Message to the community from Dr. Jill Gildea, Greenwich Schools superintendent, November 2017. Originally published on the Greenwich Schools website.
I ask all parents and community members to please read and think about the following points the next time you decide to post about your child’s school, school district, or elected and voluntary, Board of Education members on social media.
Board members run for election as individuals and are then charged with working as a team. They must have strong, effective working relationships in order to lead us in realizing our aspirations for public education and the Greenwich Public School District.
Who will be willing to serve in this volunteer capacity if they, as individuals or as a group, become targets of negative articles, blogs, and posts online?
Just because it is in print, does not mean it is true
It is easy to write, print and publish anything these days, but is it true? Take the time to look into sources and facts that support what you are reading. Just because something looks professionally produced does not mean that it’s accurate. Please do not forward or publish information that you have not verified as true. Model digital citizenship and media literacy skills. Please remember that the children are watching.
Helpful communication channels
Over time school districts have established channels of communication and have also embraced newer ways to reach out to the public. The best source of accurate, authentic and factual information comes from district and school produced documents on school related matters. This does not mean that a curious public should not question and ask for more information. It does mean that official communication channels remain the best way to learn about the goings-on in the school district. Please verify information before forwarding or reposting news.

--

Problems and tasks
A: Write out the stretch of the superintendent's message from "I ask all parents" through "on social media.".
B: In the superintendent's message, where does the best source of accurate, authentic and factual information come from?
None of the records after the superintendent's message are needed.

--

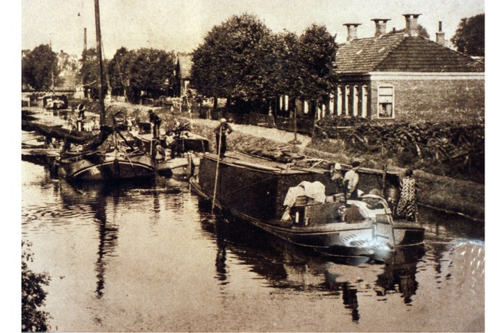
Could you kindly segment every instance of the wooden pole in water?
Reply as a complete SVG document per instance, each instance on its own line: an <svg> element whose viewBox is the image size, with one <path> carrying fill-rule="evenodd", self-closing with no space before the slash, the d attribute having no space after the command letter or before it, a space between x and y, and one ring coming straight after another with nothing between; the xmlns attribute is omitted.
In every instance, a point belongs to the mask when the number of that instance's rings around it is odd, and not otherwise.
<svg viewBox="0 0 500 333"><path fill-rule="evenodd" d="M222 146L222 126L219 125L219 145L217 146L217 164L215 167L215 185L214 185L214 196L212 199L212 212L213 213L214 208L215 207L215 196L217 195L217 185L219 181L219 164L220 162L220 151L221 146Z"/></svg>
<svg viewBox="0 0 500 333"><path fill-rule="evenodd" d="M94 0L94 7L95 11L95 21L96 21L96 39L97 44L96 49L97 54L99 56L99 110L100 112L100 122L99 123L102 126L106 123L106 110L104 110L104 89L103 89L103 85L104 84L104 67L103 65L103 57L102 57L102 46L101 40L101 19L99 15L99 0Z"/></svg>

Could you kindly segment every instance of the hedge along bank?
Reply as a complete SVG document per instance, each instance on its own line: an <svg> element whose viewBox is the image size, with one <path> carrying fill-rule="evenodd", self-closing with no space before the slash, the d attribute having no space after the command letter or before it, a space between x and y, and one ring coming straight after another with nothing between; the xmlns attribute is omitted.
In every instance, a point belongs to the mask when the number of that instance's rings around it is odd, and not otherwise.
<svg viewBox="0 0 500 333"><path fill-rule="evenodd" d="M215 146L215 137L213 128L217 126L217 121L206 119L184 119L192 122L193 133L206 137L210 141L212 147ZM267 129L258 126L248 125L233 125L233 133L228 138L228 148L229 150L244 151L247 149L266 149L272 151L283 147L288 144L288 135L290 133L283 131L283 136L276 137L271 139L257 137L254 135L246 134L238 130L240 126L254 127L257 132L263 130L277 130L276 129ZM248 132L248 130L245 130ZM286 134L286 135L285 135ZM299 152L315 158L322 158L329 161L340 163L349 163L351 158L342 153L327 153L311 148L293 147L290 145L291 150ZM300 150L300 151L299 151ZM356 158L360 160L363 165L362 157ZM365 166L371 167L369 164L373 162L366 159ZM393 166L388 166L388 169L402 173L403 169ZM419 203L420 205L433 207L455 214L460 214L469 218L483 221L485 216L484 198L485 187L471 181L462 180L449 177L434 175L416 170L414 174L419 184Z"/></svg>

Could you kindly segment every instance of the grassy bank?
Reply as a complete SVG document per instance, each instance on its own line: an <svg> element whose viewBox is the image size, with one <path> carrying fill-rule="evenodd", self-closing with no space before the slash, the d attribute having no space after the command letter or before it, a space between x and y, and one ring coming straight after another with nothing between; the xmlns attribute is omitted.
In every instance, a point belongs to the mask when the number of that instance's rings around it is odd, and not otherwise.
<svg viewBox="0 0 500 333"><path fill-rule="evenodd" d="M132 105L121 103L115 106L115 110L120 110L126 113L133 113L139 118L147 119L147 106ZM155 108L156 112L165 120L162 126L169 128L173 126L174 118L181 119L181 114L172 114L166 109ZM183 122L192 121L192 131L208 138L215 150L215 137L213 129L217 121L207 119L189 119L182 118ZM280 131L274 128L265 128L253 126L233 125L234 132L228 139L229 150L247 151L263 149L276 151L284 146L288 146L293 152L301 153L312 157L350 163L353 158L361 162L362 166L374 169L382 169L383 164L388 164L390 170L402 172L403 170L393 166L397 161L380 160L375 155L368 154L348 154L341 140L316 140L310 143L310 138L299 135L301 142L299 146L289 144L293 139L293 133ZM419 202L424 205L461 214L475 219L484 220L485 187L483 184L462 180L415 170L415 177L419 187Z"/></svg>
<svg viewBox="0 0 500 333"><path fill-rule="evenodd" d="M208 137L212 147L215 147L215 135L213 128L217 126L216 121L196 119L192 121L194 133ZM256 137L251 134L242 133L236 126L235 131L228 139L229 150L244 151L248 149L265 149L273 151L286 146L288 141L283 137L275 137L274 139ZM259 130L261 130L259 129ZM351 158L343 153L329 153L308 147L298 147L289 145L291 150L324 160L350 163ZM380 168L380 162L356 157L363 166L372 168ZM390 161L388 161L390 162ZM391 167L389 169L402 172L403 169ZM463 214L470 218L484 220L484 185L474 182L451 178L449 177L434 175L416 170L415 177L419 184L419 202L420 204L445 210L449 212Z"/></svg>

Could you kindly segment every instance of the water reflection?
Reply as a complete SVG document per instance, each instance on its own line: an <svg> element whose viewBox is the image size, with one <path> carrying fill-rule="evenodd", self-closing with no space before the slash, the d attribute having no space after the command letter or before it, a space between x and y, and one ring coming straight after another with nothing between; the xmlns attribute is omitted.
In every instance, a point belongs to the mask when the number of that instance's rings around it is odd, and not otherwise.
<svg viewBox="0 0 500 333"><path fill-rule="evenodd" d="M72 185L23 164L23 237L65 276L47 309L66 331L458 332L484 309L481 225L431 216L424 249L327 257L212 214L185 181Z"/></svg>

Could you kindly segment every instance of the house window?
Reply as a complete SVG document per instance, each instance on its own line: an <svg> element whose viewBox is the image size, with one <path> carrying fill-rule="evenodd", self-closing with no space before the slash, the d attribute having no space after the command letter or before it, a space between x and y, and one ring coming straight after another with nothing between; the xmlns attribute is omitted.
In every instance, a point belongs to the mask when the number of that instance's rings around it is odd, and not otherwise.
<svg viewBox="0 0 500 333"><path fill-rule="evenodd" d="M378 87L378 118L394 118L394 87L383 85Z"/></svg>
<svg viewBox="0 0 500 333"><path fill-rule="evenodd" d="M346 117L351 117L349 112L349 101L351 101L351 86L347 85L345 86L345 115Z"/></svg>
<svg viewBox="0 0 500 333"><path fill-rule="evenodd" d="M353 98L353 116L358 117L358 106L359 105L359 86L354 86L354 96Z"/></svg>
<svg viewBox="0 0 500 333"><path fill-rule="evenodd" d="M337 87L337 112L335 114L340 116L342 114L342 87Z"/></svg>
<svg viewBox="0 0 500 333"><path fill-rule="evenodd" d="M361 117L366 118L367 117L367 109L368 105L368 87L366 85L362 86L362 100L361 105Z"/></svg>

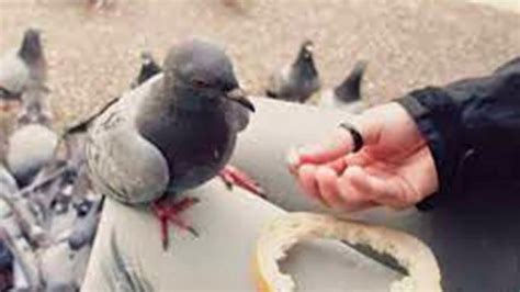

--

Answers per task
A:
I ask all parents and community members to please read and think about the following points the next time you decide to post about your child’s school, school district, or elected and voluntary, Board of Education members on social media.

B: District and school produced documents on school related matters.